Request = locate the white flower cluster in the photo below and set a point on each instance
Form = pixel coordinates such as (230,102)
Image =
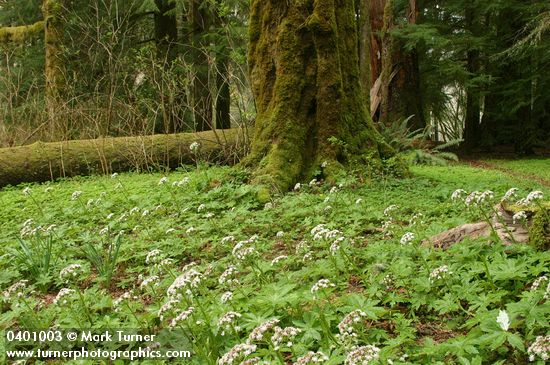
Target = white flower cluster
(153,281)
(183,316)
(363,355)
(195,147)
(510,194)
(62,296)
(458,194)
(321,284)
(226,297)
(407,238)
(531,198)
(311,358)
(346,326)
(320,232)
(278,259)
(388,211)
(284,335)
(153,257)
(258,333)
(238,351)
(439,273)
(540,348)
(166,307)
(187,281)
(229,275)
(519,217)
(70,272)
(227,322)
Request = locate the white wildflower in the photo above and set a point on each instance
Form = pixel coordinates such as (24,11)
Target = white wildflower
(153,281)
(457,194)
(407,238)
(227,322)
(311,358)
(363,355)
(183,316)
(519,217)
(278,259)
(227,239)
(284,336)
(153,256)
(540,348)
(229,275)
(227,297)
(195,147)
(390,209)
(238,351)
(510,194)
(321,284)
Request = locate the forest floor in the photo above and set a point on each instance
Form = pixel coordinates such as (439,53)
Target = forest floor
(195,258)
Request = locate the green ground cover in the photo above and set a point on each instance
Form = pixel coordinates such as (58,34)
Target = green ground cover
(535,167)
(325,268)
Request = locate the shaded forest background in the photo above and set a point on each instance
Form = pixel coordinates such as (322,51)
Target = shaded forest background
(466,69)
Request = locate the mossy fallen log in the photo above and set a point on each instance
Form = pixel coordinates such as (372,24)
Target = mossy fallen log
(41,162)
(21,33)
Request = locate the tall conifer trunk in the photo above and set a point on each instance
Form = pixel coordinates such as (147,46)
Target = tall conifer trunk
(311,113)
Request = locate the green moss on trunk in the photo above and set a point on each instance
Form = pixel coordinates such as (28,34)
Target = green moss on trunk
(20,34)
(306,81)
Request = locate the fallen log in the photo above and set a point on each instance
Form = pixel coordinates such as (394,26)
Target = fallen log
(502,224)
(41,162)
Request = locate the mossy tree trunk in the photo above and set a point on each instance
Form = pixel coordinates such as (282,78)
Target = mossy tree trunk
(397,68)
(54,71)
(305,76)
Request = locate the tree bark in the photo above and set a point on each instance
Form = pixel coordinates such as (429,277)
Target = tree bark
(200,19)
(397,68)
(305,77)
(54,72)
(41,162)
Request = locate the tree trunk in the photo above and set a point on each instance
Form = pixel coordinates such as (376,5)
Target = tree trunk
(472,128)
(199,19)
(397,69)
(305,77)
(47,161)
(54,72)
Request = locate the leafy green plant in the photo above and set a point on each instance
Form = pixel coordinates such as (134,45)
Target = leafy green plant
(104,260)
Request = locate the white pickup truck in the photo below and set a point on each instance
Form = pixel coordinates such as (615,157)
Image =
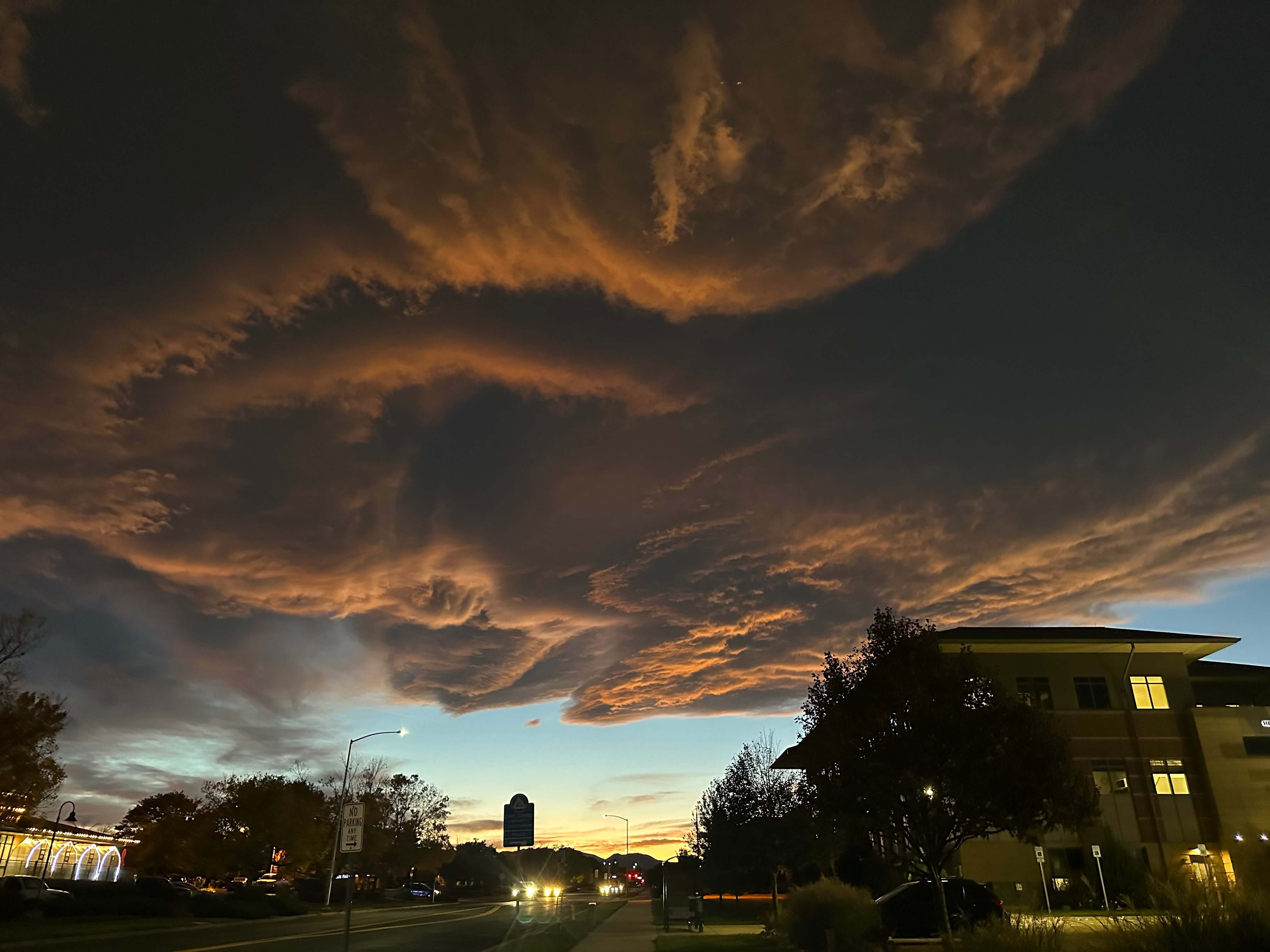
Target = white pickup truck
(30,892)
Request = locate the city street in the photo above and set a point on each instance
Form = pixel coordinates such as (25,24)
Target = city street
(455,928)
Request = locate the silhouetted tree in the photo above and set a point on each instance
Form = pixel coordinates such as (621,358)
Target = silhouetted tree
(261,813)
(478,866)
(30,724)
(931,753)
(174,833)
(406,823)
(750,823)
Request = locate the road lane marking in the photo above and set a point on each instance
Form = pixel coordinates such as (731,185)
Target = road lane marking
(413,925)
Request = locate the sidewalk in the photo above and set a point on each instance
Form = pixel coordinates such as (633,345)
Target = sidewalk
(629,930)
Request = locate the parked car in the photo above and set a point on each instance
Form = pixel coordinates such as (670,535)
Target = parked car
(912,912)
(30,892)
(159,888)
(417,890)
(271,883)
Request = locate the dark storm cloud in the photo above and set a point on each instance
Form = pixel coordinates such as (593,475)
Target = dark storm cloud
(14,40)
(732,159)
(401,344)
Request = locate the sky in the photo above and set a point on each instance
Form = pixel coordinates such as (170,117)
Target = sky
(561,381)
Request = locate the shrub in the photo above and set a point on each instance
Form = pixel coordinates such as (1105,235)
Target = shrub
(1019,936)
(229,908)
(286,903)
(126,903)
(1192,917)
(850,912)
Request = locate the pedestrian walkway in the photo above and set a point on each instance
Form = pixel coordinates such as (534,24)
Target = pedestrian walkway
(629,930)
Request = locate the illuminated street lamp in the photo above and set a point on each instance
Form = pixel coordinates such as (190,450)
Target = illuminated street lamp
(340,813)
(51,842)
(628,830)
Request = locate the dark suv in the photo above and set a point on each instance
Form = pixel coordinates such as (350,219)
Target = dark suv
(912,912)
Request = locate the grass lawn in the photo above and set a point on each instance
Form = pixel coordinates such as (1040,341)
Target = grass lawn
(748,909)
(693,942)
(72,927)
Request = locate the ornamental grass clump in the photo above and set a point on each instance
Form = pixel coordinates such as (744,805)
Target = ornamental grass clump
(1016,936)
(1191,917)
(831,905)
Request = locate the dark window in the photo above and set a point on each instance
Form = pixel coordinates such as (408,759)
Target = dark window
(1110,776)
(1036,692)
(1258,747)
(1091,694)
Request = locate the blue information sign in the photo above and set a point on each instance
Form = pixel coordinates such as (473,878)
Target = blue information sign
(519,822)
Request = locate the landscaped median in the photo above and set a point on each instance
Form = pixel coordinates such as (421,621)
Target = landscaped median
(1185,918)
(102,908)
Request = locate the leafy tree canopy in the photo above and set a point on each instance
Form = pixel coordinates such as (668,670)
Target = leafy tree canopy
(930,753)
(30,724)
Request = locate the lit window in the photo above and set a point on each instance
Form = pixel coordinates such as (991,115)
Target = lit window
(1168,779)
(1034,692)
(1091,694)
(1148,691)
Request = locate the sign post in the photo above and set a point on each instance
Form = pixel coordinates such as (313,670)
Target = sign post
◇ ◇ ◇ ◇ ◇ ◇ ◇
Omit all pictures while transcribing the entries verbatim.

Request = locate the white flower cluster in the photo below and set a point on each instance
Form = pixel coordinates such as (230,102)
Image =
Target = white flower cluster
(153,281)
(183,316)
(363,355)
(195,147)
(510,194)
(62,296)
(458,194)
(321,284)
(226,297)
(407,238)
(531,198)
(311,358)
(346,326)
(320,232)
(278,259)
(388,211)
(284,335)
(153,257)
(258,333)
(238,351)
(439,273)
(540,348)
(166,307)
(187,281)
(229,275)
(519,217)
(70,272)
(227,322)
Request = locate the white wildflower in the photo above and set a point on each instance
Form = pixel coordinates such as (24,11)
Target = white wildflower
(153,281)
(457,194)
(407,238)
(227,322)
(311,358)
(363,355)
(183,316)
(519,217)
(278,259)
(227,239)
(284,336)
(153,256)
(540,348)
(229,275)
(227,297)
(195,147)
(390,209)
(238,351)
(510,194)
(321,284)
Request = locate the forest floor in the photo above and set a point on each instance
Form = pixel coordinates such as (439,53)
Target = forest floor
(195,258)
Request = locate the green ground cover in the photo above and set a point on each instance
Form = pixel coordinates such as (58,34)
Target = green ground cover
(535,167)
(325,268)
Request = locate the shaded forest background in the photo above and set a point on each instance
Form = pixel coordinates such as (322,51)
Target = shaded forest background
(466,69)
Request = locate the mossy fallen log in the photo above and set a point on each instance
Form = pixel coordinates such as (372,24)
Target = mossy fallen log
(41,162)
(21,33)
Request = locate the tall conifer trunk in the photo above and set a point on each instance
Form = pixel coordinates such as (147,46)
Target = tall conifer trunk
(311,113)
Request = locate the green moss on trunk in the photo above and set a point on each instance
Form = pixel coordinates such as (28,34)
Target = green moss on trunk
(20,34)
(306,81)
Request = locate the fallen log in the photo above and set a point on each instance
Form = pixel coordinates such as (394,26)
Target = fallen log
(502,224)
(41,162)
Request = locate the mossy tree trunk in the photo above and set a point on each instance
Form = pixel coordinates such as (282,78)
Target = mossy tree trunk
(397,68)
(54,71)
(305,76)
Request = locate the tree bark in the photo above and set a point on each instance
Form = pixel coordinates such as (429,277)
Target = tree bark
(200,19)
(397,68)
(305,77)
(54,72)
(41,162)
Request = locate the tree trunk in the photo above and set a point on each instance
Form = pixel coordinates such as (376,5)
Target = tree trunk
(472,128)
(199,19)
(397,69)
(305,77)
(47,161)
(54,72)
Request = locate the leafy green plant in the photo above and set a point on each instance
Form = pixel coordinates such as (134,45)
Target = leafy green plant
(104,260)
Request = locate the white pickup truck in the photo below and set a point on each instance
Form = pixel coordinates such as (615,157)
Image =
Target = white pickup truck
(30,892)
Request = locate the city street in the photo above and set a point on each instance
Form = pixel coordinates such as (25,24)
Target = city street
(455,928)
Request = locate the silhouetted tree in the photo above and set a point on each instance
Form = pixel coordinates such as (621,358)
Target = silhouetted tree
(261,813)
(478,866)
(30,724)
(931,753)
(174,833)
(406,823)
(750,823)
Request = locate the road lane marking in the photo above and set a point on each instance
Form = pixel coordinates such as (731,185)
Target = road lane marking
(413,925)
Request = locate the sidewalk in the photo above and set a point on each instance
Form = pixel coordinates such as (633,345)
Target = sidewalk
(629,930)
Request = locate the parked car in the photo above and set a point on each instance
Form = pixel coordinates such as (670,535)
Target = parked car
(912,912)
(30,892)
(159,888)
(417,890)
(271,883)
Request = locate the dark storm cloud in the photo above and set a point on each instance
Form = pixel coordinates such as (593,475)
Target = dark storm cloud
(14,40)
(732,159)
(401,344)
Request = locate the sky in the photo above and set a point on each instance
Form = pixel coordinates such as (170,117)
Target = sky
(561,381)
Request = locate the shrub in the photo above and set a point on each instance
Form = pixel coordinates such as (1105,235)
Target = shrub
(1019,936)
(229,908)
(286,903)
(126,903)
(1192,917)
(850,912)
Request = locate the pedestrian walkway in the photo above and set a point on each instance
Form = pixel coordinates such as (534,24)
Target = pedestrian walkway
(629,930)
Request = locate the illuminated street lamp in the photo above and set a point on each instance
Form = pixel coordinates such as (190,450)
Target = illuminated street lamp
(340,813)
(51,842)
(628,830)
Request = locate the dark suv in the photo above and set a point on each instance
Form = pixel coordinates such as (350,219)
Target = dark suv
(912,912)
Request = locate the grass lawn in the photo above and set a point on each instance
Form = pixel coordinates such as (1040,341)
Target = grass lawn
(748,909)
(693,942)
(72,927)
Request = locate the ornamental grass clump in the photo above and set a point on each instance
Form = pixel coordinates such as (744,805)
Target = ornamental grass clump
(1016,936)
(1191,917)
(831,905)
Request = locate the dark window in the photo above and set a point on each instance
Form = pixel coordinates such as (408,759)
Target = dark window
(1110,776)
(1036,692)
(1258,747)
(1091,694)
Request = locate the blue information sign in the photo above and set a point on each instance
Form = pixel coordinates such as (473,878)
Target = blue information sign
(519,822)
Request = locate the landscaped median in the photo above and set a point on each instance
Form = pixel coordinates such as (421,621)
Target = landscaped median
(1185,918)
(102,908)
Request = locate the leafy tree canopy in the photo above and set a point on each instance
Form = pixel coordinates such as (668,670)
Target = leafy tree canopy
(930,753)
(30,724)
Request = locate the lit window in the photo above and set a point on each instance
Form = pixel coordinates such as (991,115)
Target = lit window
(1168,779)
(1034,692)
(1091,694)
(1148,691)
Request = locate the sign post in the photo above and set a point on each instance
Form = pixel coordinates such as (313,670)
Target = sign post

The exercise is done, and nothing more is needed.